[Records from a data collection]
══════════

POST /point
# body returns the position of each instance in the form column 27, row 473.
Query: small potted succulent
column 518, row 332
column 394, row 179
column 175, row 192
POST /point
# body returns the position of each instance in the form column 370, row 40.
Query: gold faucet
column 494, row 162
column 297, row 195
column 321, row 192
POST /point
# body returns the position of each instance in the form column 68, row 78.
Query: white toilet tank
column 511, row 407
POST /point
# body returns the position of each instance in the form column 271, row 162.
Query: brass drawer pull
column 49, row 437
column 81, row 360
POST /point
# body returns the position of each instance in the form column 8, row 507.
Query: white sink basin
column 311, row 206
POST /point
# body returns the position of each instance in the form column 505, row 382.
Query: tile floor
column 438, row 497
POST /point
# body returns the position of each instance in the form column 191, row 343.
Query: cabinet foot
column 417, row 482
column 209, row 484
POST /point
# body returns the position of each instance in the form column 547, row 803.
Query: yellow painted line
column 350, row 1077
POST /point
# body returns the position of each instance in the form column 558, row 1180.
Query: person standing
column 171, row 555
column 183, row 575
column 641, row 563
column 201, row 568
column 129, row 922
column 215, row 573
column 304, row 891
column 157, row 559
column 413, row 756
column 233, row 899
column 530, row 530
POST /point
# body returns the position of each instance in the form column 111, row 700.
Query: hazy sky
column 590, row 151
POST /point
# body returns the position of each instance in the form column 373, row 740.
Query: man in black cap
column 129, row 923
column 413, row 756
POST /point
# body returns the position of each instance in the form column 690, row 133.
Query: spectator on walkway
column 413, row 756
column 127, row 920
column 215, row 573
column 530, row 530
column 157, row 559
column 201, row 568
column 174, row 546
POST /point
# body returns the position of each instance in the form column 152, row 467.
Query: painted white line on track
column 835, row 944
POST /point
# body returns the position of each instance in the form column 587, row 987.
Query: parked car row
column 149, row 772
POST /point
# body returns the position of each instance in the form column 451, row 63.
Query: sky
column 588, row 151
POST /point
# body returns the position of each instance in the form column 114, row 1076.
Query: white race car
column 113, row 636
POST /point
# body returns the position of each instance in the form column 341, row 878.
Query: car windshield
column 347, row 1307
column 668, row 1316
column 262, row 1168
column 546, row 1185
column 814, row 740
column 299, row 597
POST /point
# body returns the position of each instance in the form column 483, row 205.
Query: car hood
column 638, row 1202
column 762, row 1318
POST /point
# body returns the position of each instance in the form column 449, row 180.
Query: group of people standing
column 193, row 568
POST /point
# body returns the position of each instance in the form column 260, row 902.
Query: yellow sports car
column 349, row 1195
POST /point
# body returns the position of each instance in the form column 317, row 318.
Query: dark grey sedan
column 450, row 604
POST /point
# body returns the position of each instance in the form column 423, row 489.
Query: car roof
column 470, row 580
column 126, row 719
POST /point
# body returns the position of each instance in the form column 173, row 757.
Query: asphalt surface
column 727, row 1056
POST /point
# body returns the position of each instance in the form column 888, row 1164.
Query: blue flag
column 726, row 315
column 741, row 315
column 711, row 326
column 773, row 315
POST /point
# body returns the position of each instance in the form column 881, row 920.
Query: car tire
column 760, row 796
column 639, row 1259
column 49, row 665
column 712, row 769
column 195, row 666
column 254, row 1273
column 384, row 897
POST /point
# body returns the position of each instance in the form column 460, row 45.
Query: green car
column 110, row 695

══════════

**WHAT IS BEING ASKED**
Rewrite the listing from its first line through the line with "column 321, row 192", replacing "gold faucet" with "chrome faucet" and leaving everything else unchanged.

**SOLUTION TO THE PROBLEM**
POST /point
# body returns the position of each instance in the form column 27, row 473.
Query: small potted succulent
column 518, row 332
column 394, row 179
column 175, row 192
POST /point
# body returns the position of each instance in the form column 370, row 40.
Query: chrome faucet
column 494, row 162
column 297, row 195
column 321, row 192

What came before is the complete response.